Short task 1 —
Count the lines in the records that contain the string "beehive", matching case exactly, and reply with the number alone.

Extract to read —
— START —

Subject to Plan Section 5.8, distributions of a Participant's Account under 
the Plan shall be made as follows:

(a)  if a Participant has elected to defer his or her Fees to a specified date 
in the future, payment shall be as of such date and shall be made or shall 
commence, as the case may be, within thirty (30) days after the date 
specified;

(b)  if a Participant has elected to defer his or her Fees until cessation of 
his or her service as a member of the Board of Directors, payment shall be as 
of the date of such cessation of service and shall be made or shall commence, 
as the case may be, within thirty (30) days after the cessation of the 
Participant's service as a director; and

(c)  if a Participant has elected to defer his or her Fees until the end of 
the calendar year in which the cessation of his or her service as a member of 
the Board of Directors occurs, payment shall be made or commence, as the case 
may be, on or within thirty (30) days after December 31st of such year.

5.7  Payment Upon Death

Notwithstanding any elections pursuant to Plan Sections 5.2 and/or 5.9 hereof, 
in the event of the death of the Participant prior to the distribution of his 
or her Account hereunder, the balance credited to such Participant's Account 
as of the date of his or her death shall be paid, as soon as reasonably 
practicable thereafter, in a single distribution to the Participant's 
beneficiary or beneficiaries designated on such Participant's deferral 
election form.  If no such election or designation has been made, such amounts 
shall be payable to the Participant's estate.

                                               3
<PAGE>

5.8	Timing of Distribution to Satisfy Section 16(b)

Notwithstanding Plan Sections 5.6 and 5.7, the Board of Directors may delay 
any distribution of amounts deferred hereunder which are deemed invested in 
Common Stock Units until six (6) months have elapsed from the date Common 
Stock Units are credited to a Participant's account, or such earlier date that 
such distribution can be made without violating the provisions of Section 
16(b) of the Securities Exchange Act of 1934.

5.9  Form of Payment

A Participant may elect to have his or her Account under the Plan paid in a 
single distribution or equal annual installments, not to exceed ten (10) 
annual installments.  To the extent a Participant's Account is deemed to be 
invested in Common Stock Units, such Common Stock Units shall be converted to 
Common Stock on the distribution date as provided in the next paragraph.  To 
the extent deemed invested in units of any other stock such units shall 
similarly be converted and distributed in the form of stock.  To the extent 
invested in a medium other than Common Stock Units or other units, each such 
distribution hereunder shall be in the medium credited to the Participant's 
Account.

— END —

Point placement records:

— START —

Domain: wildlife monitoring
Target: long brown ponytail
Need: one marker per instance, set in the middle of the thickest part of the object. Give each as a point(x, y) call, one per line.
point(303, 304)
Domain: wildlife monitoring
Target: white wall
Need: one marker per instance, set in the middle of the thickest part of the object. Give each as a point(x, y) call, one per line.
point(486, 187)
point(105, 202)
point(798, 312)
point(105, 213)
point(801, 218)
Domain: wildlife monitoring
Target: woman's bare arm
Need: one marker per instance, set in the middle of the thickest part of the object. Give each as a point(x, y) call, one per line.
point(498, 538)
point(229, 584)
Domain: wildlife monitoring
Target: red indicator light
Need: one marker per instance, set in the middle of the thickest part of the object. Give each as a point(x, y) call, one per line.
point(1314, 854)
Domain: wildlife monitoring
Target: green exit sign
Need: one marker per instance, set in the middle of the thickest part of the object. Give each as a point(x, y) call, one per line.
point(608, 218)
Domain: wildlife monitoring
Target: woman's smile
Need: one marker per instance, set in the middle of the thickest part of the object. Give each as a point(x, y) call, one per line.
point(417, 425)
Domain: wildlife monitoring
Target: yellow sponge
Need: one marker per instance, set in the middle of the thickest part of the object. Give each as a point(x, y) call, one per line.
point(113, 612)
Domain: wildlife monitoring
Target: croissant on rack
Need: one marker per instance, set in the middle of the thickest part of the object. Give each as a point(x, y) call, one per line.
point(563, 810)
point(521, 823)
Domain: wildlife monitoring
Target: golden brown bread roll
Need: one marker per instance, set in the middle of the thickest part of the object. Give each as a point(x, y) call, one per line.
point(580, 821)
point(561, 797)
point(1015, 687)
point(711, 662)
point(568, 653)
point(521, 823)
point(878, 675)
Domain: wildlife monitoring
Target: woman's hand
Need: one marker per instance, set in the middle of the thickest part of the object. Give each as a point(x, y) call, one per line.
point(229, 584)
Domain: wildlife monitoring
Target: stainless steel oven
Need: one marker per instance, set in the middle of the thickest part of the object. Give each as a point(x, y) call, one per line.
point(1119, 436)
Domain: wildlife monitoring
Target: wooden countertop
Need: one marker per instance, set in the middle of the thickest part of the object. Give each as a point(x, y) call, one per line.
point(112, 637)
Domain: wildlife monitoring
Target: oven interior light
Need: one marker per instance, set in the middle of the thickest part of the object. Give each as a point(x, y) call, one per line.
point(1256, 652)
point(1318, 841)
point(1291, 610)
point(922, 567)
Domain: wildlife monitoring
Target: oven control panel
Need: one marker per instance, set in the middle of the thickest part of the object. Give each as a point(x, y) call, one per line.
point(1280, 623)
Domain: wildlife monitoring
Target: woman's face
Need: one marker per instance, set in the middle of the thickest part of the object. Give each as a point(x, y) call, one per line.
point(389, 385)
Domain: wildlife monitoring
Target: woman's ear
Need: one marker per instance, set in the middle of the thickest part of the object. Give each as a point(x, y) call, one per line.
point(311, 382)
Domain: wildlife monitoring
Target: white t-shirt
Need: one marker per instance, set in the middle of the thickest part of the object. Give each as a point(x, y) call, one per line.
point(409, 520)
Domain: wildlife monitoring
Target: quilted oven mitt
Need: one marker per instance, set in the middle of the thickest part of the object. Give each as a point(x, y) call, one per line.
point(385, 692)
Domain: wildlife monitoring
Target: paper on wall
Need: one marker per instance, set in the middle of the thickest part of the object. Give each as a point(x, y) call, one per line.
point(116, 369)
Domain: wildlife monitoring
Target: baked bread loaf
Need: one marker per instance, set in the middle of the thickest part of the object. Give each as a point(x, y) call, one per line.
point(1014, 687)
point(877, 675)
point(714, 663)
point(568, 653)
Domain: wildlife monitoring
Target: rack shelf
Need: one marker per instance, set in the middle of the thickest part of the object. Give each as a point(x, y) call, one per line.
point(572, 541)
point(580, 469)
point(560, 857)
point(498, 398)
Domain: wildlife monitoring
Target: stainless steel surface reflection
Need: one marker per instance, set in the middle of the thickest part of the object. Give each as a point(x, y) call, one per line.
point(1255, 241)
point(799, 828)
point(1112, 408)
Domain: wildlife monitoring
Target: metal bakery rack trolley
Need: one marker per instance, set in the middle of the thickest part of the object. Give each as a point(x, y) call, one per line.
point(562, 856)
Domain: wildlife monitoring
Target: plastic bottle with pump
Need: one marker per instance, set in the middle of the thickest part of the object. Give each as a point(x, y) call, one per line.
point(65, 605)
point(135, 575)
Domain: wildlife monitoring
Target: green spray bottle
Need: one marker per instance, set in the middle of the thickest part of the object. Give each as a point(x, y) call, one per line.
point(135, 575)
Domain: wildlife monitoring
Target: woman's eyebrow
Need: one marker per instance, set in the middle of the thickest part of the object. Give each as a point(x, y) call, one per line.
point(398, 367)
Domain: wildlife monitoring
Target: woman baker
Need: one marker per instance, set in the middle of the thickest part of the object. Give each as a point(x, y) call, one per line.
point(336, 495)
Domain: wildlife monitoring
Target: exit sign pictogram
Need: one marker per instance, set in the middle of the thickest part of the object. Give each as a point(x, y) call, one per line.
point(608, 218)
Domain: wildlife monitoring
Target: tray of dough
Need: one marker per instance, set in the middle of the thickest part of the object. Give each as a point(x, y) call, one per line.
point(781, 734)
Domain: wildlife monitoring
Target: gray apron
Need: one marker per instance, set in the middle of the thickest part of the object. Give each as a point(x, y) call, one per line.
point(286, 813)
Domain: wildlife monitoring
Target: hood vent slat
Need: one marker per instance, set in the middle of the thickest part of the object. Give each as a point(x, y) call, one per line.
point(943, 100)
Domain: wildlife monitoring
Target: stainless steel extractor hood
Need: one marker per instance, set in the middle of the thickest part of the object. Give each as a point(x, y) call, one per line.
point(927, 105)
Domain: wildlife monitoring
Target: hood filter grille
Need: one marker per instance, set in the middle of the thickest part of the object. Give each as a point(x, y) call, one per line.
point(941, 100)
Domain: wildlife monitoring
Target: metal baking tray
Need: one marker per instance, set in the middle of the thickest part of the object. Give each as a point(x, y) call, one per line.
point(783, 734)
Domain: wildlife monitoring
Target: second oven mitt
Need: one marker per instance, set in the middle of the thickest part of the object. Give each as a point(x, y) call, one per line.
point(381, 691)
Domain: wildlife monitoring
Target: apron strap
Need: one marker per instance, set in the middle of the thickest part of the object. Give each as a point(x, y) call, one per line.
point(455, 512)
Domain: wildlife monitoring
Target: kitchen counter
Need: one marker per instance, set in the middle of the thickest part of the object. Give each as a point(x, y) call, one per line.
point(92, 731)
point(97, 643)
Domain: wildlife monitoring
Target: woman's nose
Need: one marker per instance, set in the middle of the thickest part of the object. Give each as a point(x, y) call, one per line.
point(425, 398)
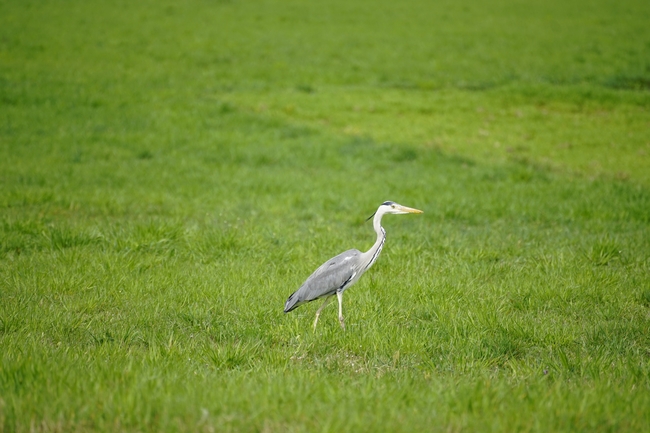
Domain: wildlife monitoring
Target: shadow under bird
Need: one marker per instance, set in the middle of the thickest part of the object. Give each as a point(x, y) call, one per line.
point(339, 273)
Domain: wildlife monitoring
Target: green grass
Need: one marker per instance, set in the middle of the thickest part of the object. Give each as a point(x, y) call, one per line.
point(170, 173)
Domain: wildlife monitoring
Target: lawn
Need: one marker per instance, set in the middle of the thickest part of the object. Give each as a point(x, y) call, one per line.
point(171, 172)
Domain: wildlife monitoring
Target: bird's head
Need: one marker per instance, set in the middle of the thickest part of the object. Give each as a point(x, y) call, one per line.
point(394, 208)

— END —
— START —

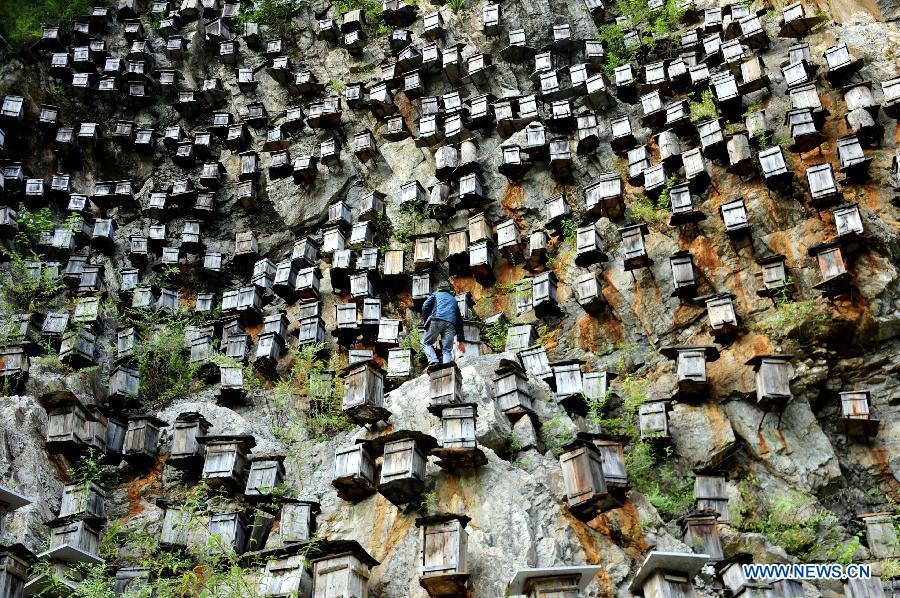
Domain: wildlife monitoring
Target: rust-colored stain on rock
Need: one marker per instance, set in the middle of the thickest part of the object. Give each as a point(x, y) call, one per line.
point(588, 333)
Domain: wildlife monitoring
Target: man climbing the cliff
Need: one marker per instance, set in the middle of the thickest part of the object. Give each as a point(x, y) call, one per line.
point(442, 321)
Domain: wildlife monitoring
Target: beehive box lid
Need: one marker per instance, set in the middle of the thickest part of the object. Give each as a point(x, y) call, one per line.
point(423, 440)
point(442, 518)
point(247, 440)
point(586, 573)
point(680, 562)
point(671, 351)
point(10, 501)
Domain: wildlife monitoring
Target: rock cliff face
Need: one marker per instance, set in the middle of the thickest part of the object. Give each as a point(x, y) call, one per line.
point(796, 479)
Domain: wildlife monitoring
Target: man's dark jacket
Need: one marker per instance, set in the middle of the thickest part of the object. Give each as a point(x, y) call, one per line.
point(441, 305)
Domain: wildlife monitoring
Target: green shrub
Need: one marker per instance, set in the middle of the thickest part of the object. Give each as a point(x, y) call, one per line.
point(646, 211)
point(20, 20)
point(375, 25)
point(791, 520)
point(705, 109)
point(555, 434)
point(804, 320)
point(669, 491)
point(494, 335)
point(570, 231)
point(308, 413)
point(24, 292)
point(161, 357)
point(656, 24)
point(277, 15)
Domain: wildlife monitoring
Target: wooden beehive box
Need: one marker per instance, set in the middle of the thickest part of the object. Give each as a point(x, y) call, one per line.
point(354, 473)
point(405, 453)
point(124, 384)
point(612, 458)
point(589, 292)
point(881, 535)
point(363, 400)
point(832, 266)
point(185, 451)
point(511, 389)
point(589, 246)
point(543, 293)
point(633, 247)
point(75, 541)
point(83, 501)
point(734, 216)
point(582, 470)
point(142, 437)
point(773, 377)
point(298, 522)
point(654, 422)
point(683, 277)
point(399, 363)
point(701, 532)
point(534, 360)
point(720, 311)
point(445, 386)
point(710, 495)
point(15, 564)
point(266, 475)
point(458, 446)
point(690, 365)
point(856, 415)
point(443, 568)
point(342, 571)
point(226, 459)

— END —

Short task 2 —
Extend the deferred fee plan provisions, picking up right after their final sentence.

Exercise response 1 —
2

Exercise response 2 —
To the extent a Participant's Account is deemed invested in Common Stock 
Units, a single distribution shall consist of the number of whole shares of 
Common Stock equal to the number of Common Stock Units credited to the 
Participant's Account on the date as of which the distribution occurs.  Cash 
shall be paid to a Participant in lieu of a fractional share, determined by 
reference to the Stock Price on the date as of which the distribution occurs.

In the event a Participant has elected to receive annual installment payments, 
each such payment shall be determined as follows:

(a)  To the extent his or her Account is deemed to be invested in Common Stock 
Units, each such payment shall consist of the number of whole shares of Common 
Stock equal to the number of Common Stock Units (including fractional units) 
credited to the Participant's Account on the date as of which the distribution 
occurs, divided by the number of annual installments remaining as of such 
distribution date.  Cash shall be paid to Participants in lieu of fractional 
shares, determined by reference to the Stock Price on the date as of which the 
distribution occurs.

(b)  To the extent his or her Account has been credited in cash, each such 
payment shall be calculated by dividing the value on the date the distribution 
occurs of that portion of the Participant's Account which is in cash by the 
number of annual installments remaining as of such distribution date.

Each Participant or beneficiary agrees that prior to any distribution under 
the Plan, he or she will make such representations and execute such documents 
as are deemed by the Board of Directors to be necessary to comply with 
applicable laws.

6.  Administration of the Plan.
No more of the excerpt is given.